(begin)
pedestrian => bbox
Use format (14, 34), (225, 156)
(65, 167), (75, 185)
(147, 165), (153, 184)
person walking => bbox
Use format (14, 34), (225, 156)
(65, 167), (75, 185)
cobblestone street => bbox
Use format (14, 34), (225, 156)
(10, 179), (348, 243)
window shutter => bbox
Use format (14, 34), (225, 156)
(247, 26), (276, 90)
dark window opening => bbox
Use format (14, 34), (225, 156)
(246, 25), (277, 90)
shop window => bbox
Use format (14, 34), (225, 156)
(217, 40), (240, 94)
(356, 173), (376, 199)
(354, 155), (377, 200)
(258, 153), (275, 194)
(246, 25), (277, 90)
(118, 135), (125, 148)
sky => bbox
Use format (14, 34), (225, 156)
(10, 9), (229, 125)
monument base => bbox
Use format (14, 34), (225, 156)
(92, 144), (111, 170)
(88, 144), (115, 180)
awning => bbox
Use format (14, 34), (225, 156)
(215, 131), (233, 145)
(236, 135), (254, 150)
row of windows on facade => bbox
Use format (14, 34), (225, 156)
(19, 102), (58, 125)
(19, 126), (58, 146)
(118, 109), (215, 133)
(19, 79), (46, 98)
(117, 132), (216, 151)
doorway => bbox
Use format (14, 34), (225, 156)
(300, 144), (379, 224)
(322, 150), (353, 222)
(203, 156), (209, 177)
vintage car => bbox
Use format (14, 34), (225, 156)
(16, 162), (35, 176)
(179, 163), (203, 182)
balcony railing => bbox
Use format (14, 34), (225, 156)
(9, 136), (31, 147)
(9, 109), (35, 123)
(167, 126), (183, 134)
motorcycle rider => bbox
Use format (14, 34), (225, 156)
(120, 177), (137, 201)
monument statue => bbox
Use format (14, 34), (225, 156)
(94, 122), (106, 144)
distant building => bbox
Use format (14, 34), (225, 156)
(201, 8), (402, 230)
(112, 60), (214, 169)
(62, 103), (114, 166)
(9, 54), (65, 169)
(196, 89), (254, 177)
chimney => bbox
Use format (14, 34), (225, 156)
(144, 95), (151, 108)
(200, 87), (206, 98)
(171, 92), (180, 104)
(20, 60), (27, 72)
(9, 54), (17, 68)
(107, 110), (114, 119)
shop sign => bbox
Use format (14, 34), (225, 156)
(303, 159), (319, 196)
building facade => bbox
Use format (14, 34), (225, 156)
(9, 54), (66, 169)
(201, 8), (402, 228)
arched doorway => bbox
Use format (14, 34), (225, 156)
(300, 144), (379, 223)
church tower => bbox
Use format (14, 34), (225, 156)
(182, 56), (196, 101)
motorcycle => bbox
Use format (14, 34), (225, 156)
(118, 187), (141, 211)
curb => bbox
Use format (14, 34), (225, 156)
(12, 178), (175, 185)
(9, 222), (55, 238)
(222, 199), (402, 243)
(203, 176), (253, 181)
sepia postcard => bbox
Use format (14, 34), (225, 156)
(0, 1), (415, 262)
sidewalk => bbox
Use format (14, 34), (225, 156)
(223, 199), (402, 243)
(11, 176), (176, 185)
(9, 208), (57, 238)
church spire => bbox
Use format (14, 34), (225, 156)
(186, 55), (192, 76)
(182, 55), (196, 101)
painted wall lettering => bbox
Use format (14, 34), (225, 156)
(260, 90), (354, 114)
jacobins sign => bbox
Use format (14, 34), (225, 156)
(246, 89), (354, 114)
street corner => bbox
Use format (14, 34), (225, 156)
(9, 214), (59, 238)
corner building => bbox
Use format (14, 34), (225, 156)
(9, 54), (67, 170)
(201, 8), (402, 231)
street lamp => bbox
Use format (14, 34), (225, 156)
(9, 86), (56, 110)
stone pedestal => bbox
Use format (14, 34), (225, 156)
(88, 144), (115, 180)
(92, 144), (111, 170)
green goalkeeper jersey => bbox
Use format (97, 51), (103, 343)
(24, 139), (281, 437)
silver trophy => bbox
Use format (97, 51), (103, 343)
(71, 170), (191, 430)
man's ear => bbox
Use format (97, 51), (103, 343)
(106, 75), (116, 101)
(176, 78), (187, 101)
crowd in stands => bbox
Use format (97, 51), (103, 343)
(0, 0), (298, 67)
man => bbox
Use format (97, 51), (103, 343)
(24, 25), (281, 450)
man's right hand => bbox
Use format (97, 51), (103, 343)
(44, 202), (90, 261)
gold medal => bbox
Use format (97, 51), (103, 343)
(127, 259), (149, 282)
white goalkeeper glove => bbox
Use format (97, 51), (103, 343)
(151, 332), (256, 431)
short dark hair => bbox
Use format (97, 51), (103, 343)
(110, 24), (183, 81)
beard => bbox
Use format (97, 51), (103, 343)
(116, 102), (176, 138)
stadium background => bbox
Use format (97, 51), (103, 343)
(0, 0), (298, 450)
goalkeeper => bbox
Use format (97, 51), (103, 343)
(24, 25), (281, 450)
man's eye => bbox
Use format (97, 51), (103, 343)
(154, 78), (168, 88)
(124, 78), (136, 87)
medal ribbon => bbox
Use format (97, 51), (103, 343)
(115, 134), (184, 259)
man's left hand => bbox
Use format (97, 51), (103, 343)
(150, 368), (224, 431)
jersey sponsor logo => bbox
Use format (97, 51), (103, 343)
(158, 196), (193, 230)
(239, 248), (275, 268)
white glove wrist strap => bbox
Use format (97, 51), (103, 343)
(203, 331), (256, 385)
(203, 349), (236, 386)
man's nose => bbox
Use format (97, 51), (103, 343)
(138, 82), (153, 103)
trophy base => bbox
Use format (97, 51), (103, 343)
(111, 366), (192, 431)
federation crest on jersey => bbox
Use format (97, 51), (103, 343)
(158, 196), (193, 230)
(end)
(begin)
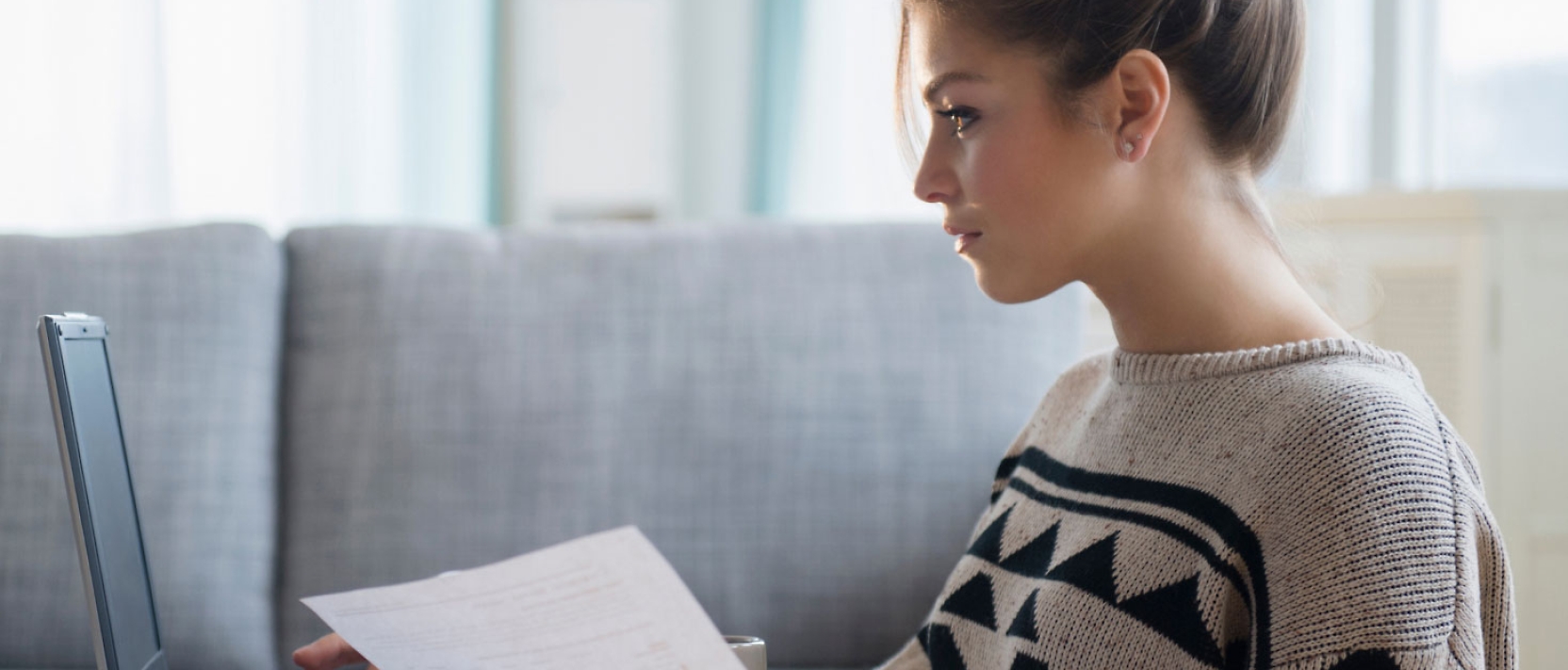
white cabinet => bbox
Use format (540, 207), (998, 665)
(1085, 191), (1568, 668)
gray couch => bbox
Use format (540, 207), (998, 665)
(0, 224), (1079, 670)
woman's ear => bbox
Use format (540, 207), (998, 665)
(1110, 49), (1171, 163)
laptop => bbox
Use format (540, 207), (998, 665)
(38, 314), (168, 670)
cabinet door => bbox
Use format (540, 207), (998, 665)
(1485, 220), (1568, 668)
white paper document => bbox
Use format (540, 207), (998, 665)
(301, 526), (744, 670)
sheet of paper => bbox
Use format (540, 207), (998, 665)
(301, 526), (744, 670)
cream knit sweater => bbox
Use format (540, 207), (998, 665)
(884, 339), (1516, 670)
(end)
(begin)
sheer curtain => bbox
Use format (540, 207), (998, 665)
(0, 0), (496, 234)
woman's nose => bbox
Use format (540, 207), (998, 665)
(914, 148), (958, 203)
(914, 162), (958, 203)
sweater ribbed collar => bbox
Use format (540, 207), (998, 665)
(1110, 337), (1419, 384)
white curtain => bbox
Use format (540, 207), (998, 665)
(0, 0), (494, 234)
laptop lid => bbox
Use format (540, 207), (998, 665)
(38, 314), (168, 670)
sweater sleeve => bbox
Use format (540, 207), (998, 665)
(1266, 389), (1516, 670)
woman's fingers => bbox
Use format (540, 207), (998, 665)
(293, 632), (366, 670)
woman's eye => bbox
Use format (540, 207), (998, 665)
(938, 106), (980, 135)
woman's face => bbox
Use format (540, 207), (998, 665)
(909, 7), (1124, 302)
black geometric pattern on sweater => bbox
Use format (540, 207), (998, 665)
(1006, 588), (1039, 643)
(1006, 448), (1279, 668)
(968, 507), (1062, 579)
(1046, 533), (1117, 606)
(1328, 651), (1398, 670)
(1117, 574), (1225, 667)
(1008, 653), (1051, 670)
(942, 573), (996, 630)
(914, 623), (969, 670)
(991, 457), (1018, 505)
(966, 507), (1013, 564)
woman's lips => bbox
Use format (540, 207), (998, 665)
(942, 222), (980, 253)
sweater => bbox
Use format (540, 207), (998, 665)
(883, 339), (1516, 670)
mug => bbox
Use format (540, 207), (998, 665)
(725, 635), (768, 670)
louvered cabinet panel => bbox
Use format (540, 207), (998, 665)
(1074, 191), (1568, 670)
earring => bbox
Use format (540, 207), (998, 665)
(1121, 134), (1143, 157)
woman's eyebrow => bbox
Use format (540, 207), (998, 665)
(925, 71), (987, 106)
(end)
Exercise: Copy out the entries above word for word, starting at the line that contains "white glove wrist strap => bbox" and ending at the line that contains "(111, 366), (192, 431)", with both of those lines included.

The result:
white glove wrist strap => bbox
Use format (97, 51), (103, 343)
(203, 331), (256, 385)
(203, 349), (236, 386)
man's nose => bbox
Use format (97, 51), (103, 343)
(138, 82), (153, 103)
trophy base => bbox
Use format (97, 51), (103, 343)
(111, 366), (192, 431)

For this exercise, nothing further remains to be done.